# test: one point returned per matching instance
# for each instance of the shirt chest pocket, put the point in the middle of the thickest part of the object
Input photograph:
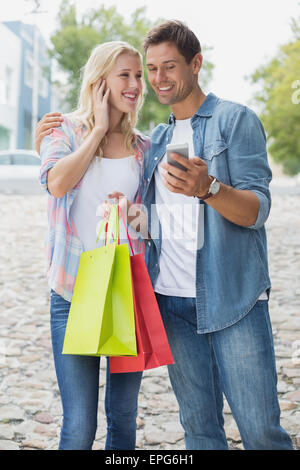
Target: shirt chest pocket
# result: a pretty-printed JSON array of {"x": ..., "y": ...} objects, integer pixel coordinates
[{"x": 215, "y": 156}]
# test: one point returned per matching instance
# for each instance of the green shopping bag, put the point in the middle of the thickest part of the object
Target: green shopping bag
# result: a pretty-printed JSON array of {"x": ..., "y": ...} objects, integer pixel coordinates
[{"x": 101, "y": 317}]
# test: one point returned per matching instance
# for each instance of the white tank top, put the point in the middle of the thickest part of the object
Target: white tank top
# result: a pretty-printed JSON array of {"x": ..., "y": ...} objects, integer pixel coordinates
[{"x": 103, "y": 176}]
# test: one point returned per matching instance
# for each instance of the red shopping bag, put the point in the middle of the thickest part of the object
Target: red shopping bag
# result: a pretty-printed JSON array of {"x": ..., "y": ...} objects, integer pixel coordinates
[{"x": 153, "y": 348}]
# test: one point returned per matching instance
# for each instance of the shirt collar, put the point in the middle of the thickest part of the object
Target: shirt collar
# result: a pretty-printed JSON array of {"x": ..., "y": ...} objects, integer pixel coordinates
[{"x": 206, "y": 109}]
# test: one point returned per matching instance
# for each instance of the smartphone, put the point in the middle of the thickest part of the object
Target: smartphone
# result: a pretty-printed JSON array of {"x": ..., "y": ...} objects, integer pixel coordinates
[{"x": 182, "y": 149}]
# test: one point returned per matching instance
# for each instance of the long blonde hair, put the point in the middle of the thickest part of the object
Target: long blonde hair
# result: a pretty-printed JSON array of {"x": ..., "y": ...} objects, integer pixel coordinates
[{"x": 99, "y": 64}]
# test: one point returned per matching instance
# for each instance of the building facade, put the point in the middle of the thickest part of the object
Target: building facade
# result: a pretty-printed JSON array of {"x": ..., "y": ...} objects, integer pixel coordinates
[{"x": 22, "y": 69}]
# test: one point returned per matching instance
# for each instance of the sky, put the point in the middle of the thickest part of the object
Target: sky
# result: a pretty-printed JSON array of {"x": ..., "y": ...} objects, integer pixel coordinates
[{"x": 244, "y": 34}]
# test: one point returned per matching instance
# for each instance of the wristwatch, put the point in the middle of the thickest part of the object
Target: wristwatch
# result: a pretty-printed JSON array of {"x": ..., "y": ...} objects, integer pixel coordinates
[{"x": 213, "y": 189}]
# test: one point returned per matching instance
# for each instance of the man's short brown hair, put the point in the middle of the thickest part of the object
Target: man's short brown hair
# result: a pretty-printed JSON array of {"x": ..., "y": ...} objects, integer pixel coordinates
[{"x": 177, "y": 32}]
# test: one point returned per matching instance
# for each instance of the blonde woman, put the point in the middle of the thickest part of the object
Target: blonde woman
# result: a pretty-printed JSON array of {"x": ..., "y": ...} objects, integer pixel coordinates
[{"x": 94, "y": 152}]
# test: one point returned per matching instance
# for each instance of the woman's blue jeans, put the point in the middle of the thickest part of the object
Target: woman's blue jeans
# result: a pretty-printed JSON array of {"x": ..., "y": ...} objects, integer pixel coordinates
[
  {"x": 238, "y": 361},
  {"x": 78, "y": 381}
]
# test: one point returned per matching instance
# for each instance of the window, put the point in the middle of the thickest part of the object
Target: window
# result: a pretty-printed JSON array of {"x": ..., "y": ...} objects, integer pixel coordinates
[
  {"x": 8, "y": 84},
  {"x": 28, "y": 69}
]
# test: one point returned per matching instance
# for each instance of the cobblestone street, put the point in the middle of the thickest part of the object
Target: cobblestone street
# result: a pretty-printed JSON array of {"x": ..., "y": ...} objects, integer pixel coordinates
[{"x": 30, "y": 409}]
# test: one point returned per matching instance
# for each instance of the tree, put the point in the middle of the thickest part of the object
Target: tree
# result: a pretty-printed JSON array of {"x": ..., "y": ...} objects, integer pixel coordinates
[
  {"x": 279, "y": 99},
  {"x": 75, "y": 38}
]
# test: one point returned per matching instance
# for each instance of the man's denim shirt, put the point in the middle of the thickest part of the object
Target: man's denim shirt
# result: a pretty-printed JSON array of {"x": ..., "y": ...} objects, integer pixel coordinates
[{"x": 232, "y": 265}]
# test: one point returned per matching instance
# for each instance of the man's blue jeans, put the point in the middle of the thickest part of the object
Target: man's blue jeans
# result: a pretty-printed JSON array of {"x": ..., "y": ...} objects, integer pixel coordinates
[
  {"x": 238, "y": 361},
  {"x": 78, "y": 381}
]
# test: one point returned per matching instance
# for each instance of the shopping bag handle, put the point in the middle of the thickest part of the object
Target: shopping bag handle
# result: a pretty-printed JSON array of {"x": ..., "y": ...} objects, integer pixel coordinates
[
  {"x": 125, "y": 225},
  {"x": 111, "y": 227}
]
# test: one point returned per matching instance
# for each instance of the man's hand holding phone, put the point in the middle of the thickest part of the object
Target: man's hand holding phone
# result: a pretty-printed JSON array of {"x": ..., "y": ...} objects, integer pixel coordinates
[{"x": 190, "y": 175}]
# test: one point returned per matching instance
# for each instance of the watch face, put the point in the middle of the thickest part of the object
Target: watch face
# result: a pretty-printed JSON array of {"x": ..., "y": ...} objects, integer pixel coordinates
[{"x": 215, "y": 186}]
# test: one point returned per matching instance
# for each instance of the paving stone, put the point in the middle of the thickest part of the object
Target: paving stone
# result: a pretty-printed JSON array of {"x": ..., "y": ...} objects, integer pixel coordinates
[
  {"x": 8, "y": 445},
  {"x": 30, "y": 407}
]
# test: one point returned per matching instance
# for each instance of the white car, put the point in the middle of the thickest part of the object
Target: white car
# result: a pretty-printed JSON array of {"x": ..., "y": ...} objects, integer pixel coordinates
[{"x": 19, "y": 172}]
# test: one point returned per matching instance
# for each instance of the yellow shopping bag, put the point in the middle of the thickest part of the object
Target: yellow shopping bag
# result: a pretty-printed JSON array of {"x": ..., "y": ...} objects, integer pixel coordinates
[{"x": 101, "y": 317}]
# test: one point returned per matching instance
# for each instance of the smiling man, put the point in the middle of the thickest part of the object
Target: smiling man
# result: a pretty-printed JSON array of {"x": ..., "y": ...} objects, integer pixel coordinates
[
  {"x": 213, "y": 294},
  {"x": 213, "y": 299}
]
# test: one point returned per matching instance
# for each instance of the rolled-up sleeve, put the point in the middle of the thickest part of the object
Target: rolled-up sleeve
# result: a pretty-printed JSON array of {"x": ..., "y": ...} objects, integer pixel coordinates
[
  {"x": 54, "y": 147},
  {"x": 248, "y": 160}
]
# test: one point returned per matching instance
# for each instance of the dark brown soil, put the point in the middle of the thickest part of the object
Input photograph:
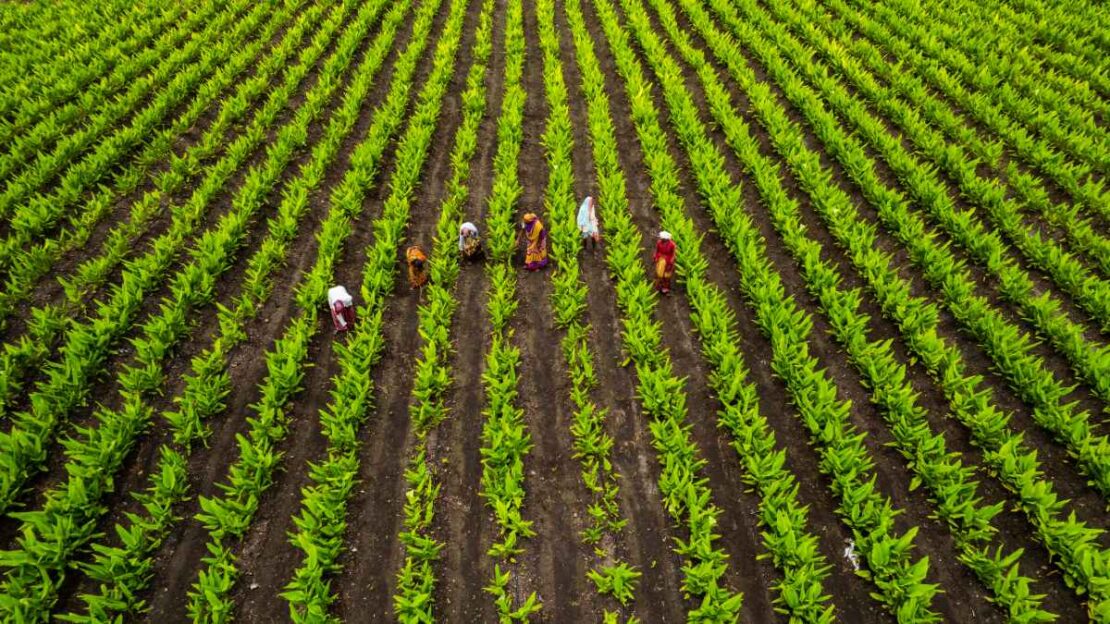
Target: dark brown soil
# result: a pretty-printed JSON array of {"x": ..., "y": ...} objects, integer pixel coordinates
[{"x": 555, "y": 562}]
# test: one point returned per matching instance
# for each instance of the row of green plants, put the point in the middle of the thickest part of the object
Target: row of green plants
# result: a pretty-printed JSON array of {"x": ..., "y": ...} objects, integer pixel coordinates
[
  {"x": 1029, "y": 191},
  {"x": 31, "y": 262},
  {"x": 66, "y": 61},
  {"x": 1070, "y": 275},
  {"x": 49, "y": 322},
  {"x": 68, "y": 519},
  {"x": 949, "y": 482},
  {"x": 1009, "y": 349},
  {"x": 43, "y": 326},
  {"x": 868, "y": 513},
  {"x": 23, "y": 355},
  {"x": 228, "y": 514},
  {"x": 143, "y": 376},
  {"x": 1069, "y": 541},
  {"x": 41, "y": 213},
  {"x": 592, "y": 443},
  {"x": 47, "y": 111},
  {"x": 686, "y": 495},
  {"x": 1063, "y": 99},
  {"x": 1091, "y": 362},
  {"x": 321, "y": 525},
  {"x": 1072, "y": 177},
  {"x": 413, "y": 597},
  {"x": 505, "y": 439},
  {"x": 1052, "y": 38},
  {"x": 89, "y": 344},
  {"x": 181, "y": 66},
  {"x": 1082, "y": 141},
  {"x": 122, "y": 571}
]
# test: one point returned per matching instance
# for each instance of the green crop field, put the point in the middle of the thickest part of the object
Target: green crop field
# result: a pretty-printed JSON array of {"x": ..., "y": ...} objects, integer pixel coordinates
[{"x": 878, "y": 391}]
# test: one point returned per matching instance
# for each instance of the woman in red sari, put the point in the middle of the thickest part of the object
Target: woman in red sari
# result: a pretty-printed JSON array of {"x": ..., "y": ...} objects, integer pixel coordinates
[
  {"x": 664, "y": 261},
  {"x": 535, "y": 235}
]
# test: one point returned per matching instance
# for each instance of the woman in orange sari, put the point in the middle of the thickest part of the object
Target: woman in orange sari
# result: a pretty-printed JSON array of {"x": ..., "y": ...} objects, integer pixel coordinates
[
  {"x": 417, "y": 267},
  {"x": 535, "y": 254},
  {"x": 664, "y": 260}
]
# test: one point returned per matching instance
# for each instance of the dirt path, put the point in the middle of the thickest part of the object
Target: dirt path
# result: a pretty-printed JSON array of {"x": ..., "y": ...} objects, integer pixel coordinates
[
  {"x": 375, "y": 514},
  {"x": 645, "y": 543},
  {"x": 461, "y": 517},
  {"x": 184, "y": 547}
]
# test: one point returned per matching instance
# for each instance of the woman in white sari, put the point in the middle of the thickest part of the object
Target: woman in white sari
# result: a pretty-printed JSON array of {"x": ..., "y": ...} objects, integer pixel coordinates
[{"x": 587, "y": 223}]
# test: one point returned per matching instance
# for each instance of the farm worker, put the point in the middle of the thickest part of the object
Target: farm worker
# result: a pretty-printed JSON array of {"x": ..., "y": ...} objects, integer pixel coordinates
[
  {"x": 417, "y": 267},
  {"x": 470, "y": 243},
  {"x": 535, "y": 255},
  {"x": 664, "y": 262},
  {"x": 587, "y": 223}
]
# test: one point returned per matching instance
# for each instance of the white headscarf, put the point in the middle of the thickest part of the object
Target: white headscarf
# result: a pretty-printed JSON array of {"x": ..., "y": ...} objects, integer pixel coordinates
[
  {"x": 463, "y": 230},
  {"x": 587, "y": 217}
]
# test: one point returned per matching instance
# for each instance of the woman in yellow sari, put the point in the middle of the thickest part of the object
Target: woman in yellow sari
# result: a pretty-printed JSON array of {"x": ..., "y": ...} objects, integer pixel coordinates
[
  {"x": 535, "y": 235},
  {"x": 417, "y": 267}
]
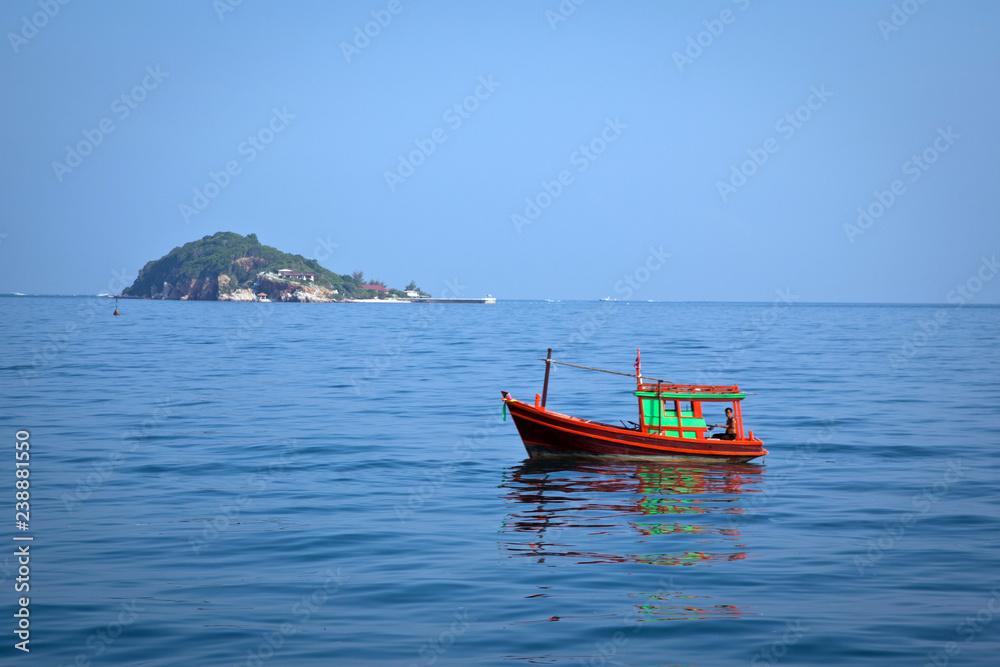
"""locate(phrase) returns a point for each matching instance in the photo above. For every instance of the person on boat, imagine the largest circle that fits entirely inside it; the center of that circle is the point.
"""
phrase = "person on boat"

##########

_What is expected_
Work out how many lines of the material above contain the word "plants", then give only that figure.

_Answer to the problem_
2